Problem statement:
Rewrite all of the data below as a two-column CSV with the headers "prompt" and "outline", one row per request. Put the request text and its answer each in a single quoted field, with line breaks replaced by spaces.

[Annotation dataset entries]
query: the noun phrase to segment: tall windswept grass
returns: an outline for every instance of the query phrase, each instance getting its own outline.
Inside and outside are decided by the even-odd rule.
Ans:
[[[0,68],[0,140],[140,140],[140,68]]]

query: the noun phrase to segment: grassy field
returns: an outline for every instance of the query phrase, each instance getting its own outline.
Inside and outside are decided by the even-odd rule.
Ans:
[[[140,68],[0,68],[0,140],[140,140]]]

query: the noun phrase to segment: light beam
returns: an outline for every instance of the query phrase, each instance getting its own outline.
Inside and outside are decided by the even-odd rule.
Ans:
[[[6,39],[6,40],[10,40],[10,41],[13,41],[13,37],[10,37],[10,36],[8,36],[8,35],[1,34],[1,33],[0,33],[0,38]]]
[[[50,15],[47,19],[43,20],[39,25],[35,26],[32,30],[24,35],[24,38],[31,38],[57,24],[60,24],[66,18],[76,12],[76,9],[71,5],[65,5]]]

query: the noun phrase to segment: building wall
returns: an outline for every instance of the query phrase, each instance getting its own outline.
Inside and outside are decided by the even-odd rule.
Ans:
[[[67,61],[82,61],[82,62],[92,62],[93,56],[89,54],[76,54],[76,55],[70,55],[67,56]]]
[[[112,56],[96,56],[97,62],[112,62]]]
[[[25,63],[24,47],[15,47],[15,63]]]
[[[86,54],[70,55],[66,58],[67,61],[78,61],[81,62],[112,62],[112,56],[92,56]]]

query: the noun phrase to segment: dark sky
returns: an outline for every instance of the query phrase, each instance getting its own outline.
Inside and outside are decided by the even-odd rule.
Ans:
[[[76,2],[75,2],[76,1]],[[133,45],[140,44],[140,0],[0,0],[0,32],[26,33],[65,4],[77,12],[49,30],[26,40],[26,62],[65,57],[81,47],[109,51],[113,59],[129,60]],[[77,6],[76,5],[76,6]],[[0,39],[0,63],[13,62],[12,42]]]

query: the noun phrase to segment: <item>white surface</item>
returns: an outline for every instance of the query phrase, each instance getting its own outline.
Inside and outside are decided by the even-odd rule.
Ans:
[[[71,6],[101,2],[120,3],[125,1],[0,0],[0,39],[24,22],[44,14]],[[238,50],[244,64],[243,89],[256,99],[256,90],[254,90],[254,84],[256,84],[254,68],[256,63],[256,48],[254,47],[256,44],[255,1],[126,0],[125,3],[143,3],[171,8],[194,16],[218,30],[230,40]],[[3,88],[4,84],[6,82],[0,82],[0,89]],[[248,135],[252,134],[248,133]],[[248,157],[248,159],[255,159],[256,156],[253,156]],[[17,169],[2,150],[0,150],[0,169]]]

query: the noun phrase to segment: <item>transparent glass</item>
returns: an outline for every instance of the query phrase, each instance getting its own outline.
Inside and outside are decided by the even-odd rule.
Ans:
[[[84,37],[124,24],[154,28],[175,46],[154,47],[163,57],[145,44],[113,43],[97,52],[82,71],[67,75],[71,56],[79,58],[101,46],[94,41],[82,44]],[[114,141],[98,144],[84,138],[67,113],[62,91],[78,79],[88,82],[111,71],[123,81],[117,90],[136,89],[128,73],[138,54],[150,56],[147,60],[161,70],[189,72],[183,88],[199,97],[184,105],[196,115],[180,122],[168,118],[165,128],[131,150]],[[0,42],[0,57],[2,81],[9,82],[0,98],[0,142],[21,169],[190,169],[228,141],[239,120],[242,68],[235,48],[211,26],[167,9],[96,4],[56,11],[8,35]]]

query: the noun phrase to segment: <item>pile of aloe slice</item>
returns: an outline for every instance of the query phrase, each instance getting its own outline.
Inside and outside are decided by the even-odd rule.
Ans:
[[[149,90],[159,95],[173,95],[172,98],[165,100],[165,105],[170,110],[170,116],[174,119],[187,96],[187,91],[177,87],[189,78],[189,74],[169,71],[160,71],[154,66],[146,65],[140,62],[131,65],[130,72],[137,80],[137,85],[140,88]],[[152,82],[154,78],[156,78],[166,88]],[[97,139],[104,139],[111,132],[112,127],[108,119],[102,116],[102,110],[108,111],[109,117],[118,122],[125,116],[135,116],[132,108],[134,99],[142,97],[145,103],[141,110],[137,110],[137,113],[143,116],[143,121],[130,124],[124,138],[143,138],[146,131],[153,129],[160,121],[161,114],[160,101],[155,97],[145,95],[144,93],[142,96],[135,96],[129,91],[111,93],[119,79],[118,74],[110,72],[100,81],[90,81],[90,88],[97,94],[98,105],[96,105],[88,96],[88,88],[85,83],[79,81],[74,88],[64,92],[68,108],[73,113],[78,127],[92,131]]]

Reply:
prompt,outline
"query: the noun phrase to segment: tall windswept grass returns: an outline for every instance of the query phrase, each instance getting its own outline. Inside and outside are decided by the even-odd rule. Ans:","[[[0,68],[0,140],[140,140],[140,68]]]"
"query: the noun phrase to segment: grassy field returns: an outline for every instance of the query phrase, each instance getting its own outline. Inside and outside are decided by the even-odd rule. Ans:","[[[140,68],[0,68],[0,140],[140,140]]]"
"query: the noun phrase to segment: light beam returns: an outline for every instance of the query phrase, each instance getting its own outline. Inside and outside are decided by the even-odd rule. Ans:","[[[6,39],[6,40],[10,40],[10,41],[13,41],[13,37],[10,37],[10,36],[8,36],[8,35],[1,34],[1,33],[0,33],[0,38]]] [[[50,15],[47,19],[43,20],[39,25],[35,26],[32,30],[24,35],[24,38],[31,38],[57,24],[60,24],[66,18],[76,12],[76,9],[71,5],[65,5]]]"
"query: the noun phrase to segment: building wall returns: an outline for every instance of the query phrase, each instance getting its own outline. Inside and outside are decided by the even-odd rule. Ans:","[[[67,61],[82,61],[82,62],[92,62],[93,56],[89,54],[76,54],[76,55],[70,55],[67,56]]] [[[112,56],[96,56],[97,62],[112,62]]] [[[25,63],[24,47],[15,47],[15,63]]] [[[86,54],[70,55],[66,58],[67,61],[78,61],[81,62],[112,62],[112,56],[92,56]]]"
"query: the noun phrase to segment: dark sky returns: an outline for every instance of the query phrase, each instance getting its own outline. Inside and outside are decided by the even-odd rule. Ans:","[[[76,2],[75,2],[76,1]],[[133,45],[140,44],[140,0],[0,0],[0,32],[26,33],[65,4],[77,12],[49,30],[26,40],[26,62],[65,57],[81,47],[109,51],[113,59],[129,60]],[[77,6],[76,5],[76,6]],[[0,39],[0,63],[13,62],[12,42]]]"
"query: the noun phrase to segment: <item>white surface</item> returns: an outline for every instance of the query phrase, each instance getting its own outline. Inside and outside are decided by the even-odd rule. Ans:","[[[71,6],[101,2],[120,3],[125,1],[0,0],[0,39],[24,22],[44,14]],[[238,50],[244,64],[243,89],[256,99],[256,90],[254,90],[254,84],[256,84],[254,68],[256,63],[256,48],[254,47],[256,44],[255,1],[126,0],[125,3],[143,3],[171,8],[194,16],[218,30],[230,40]],[[3,88],[4,84],[6,82],[0,82],[0,89]],[[248,135],[252,134],[248,133]],[[248,157],[248,159],[255,159],[256,156],[253,156]],[[17,169],[2,150],[0,150],[0,169]]]"
"query: the noun phrase to segment: <item>transparent glass</item> returns: an outline for every instance of the query phrase, each instance getting its own outline. Inside and outside are decided by the even-odd rule. Ans:","[[[84,37],[124,24],[154,28],[175,46],[154,47],[163,57],[145,44],[113,43],[97,52],[82,71],[67,75],[71,56],[79,58],[101,46],[94,41],[82,44]],[[114,141],[98,144],[84,138],[67,113],[62,91],[78,79],[88,82],[111,71],[123,81],[117,90],[136,89],[128,73],[138,54],[150,56],[147,60],[161,70],[189,72],[183,88],[199,97],[184,105],[196,115],[180,122],[168,118],[165,128],[131,150]],[[0,42],[0,57],[2,81],[9,82],[0,98],[0,142],[21,169],[190,169],[228,141],[239,120],[242,68],[235,48],[211,26],[167,9],[96,4],[56,11],[8,35]]]"
"query: the noun phrase to segment: <item>pile of aloe slice</item> returns: an outline for every instance of the query phrase, each instance getting its own outline. Inside and outside are decided by the even-odd rule. Ans:","[[[149,90],[159,95],[173,95],[172,98],[165,100],[165,105],[170,110],[170,116],[174,119],[187,96],[187,91],[177,87],[189,78],[189,74],[169,71],[160,71],[154,66],[146,65],[140,62],[131,65],[130,72],[137,80],[137,85],[140,88]],[[152,82],[154,78],[156,78],[166,88]],[[97,139],[104,139],[111,132],[112,127],[108,119],[102,116],[102,110],[108,111],[109,117],[118,122],[125,116],[135,116],[132,108],[134,99],[142,97],[145,103],[141,110],[137,110],[137,113],[143,116],[143,121],[130,124],[124,138],[143,138],[146,131],[153,129],[160,121],[161,114],[160,101],[155,97],[145,95],[144,93],[142,96],[135,96],[129,91],[111,93],[119,79],[118,74],[110,72],[100,81],[90,81],[90,88],[97,94],[98,105],[96,105],[88,96],[88,88],[85,83],[79,81],[74,88],[64,92],[68,108],[73,113],[78,127],[92,131]]]"